## Exercise:
Please gather every row below that contains the word "door" and copy each one in full. Case counts.

## Stored rows:

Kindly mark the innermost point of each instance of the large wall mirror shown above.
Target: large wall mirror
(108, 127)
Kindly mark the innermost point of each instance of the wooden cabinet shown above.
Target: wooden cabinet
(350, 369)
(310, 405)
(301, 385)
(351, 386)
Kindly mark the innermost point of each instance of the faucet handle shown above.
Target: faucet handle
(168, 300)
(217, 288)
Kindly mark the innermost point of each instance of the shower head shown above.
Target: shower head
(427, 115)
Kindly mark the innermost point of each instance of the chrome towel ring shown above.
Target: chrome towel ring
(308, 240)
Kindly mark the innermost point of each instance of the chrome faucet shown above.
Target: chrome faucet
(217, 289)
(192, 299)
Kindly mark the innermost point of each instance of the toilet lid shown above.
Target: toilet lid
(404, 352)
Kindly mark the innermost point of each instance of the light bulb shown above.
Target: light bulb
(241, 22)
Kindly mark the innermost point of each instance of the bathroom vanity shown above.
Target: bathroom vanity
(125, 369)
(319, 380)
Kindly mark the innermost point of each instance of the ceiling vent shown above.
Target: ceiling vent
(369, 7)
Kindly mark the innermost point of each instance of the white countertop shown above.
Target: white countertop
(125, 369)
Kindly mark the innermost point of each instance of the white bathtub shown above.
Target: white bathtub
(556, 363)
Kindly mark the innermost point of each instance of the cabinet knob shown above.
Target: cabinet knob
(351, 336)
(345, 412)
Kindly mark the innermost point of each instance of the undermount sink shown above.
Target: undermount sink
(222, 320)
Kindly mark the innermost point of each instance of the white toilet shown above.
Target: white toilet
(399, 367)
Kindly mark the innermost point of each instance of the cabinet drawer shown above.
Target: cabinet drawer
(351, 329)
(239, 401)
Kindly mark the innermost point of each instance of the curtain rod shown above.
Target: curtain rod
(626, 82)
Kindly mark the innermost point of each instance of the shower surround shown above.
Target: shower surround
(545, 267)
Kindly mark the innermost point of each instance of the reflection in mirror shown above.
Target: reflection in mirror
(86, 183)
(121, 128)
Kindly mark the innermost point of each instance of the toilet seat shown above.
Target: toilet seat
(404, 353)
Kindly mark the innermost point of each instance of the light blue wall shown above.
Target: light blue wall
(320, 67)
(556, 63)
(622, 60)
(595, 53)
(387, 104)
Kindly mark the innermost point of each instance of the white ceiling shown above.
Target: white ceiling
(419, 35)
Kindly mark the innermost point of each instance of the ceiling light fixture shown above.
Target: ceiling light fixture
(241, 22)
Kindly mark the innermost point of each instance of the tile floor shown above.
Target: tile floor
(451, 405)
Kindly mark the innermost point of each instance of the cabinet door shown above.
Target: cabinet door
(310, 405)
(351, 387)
...
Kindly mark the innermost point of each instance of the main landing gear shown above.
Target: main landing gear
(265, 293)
* * *
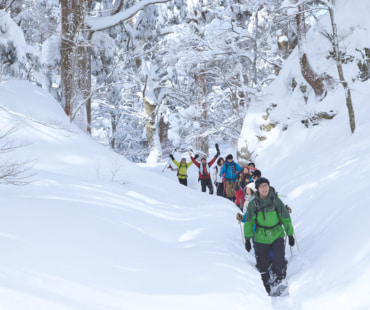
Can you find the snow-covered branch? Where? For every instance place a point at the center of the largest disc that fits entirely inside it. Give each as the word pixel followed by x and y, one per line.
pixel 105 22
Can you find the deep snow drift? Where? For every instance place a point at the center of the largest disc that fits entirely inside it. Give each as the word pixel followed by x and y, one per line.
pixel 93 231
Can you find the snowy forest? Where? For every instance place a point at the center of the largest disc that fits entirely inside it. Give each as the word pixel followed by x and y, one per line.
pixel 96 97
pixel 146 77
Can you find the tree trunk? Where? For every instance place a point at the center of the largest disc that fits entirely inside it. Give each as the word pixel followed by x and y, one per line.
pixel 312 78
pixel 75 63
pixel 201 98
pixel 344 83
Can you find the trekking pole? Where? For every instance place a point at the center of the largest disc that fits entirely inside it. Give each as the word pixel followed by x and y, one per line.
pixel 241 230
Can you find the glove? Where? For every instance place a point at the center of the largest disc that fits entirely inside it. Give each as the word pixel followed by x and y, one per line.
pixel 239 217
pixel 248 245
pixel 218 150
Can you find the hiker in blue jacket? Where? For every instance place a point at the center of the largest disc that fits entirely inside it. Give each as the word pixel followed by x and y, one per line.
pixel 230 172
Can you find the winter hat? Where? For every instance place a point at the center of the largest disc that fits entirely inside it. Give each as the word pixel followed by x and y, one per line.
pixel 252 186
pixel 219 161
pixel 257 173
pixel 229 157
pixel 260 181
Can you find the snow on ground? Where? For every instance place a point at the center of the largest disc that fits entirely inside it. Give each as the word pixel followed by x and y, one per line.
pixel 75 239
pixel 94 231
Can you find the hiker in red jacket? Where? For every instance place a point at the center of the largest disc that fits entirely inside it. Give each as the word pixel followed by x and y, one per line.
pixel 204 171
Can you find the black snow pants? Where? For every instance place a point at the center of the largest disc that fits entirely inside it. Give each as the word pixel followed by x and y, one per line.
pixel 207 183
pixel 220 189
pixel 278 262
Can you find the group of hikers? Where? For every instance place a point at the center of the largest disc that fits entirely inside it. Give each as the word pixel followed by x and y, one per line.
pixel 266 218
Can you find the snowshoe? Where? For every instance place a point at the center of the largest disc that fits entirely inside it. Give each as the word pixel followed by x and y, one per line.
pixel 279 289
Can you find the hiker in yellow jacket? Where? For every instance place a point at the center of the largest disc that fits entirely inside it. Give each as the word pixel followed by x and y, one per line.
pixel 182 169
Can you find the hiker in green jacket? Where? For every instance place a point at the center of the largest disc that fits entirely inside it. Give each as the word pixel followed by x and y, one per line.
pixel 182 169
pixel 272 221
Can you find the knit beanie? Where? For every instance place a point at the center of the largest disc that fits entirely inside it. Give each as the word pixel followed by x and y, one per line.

## Solution for this exercise:
Kindly mark the innermost point of each instance of the cabinet door shown above.
Target: cabinet door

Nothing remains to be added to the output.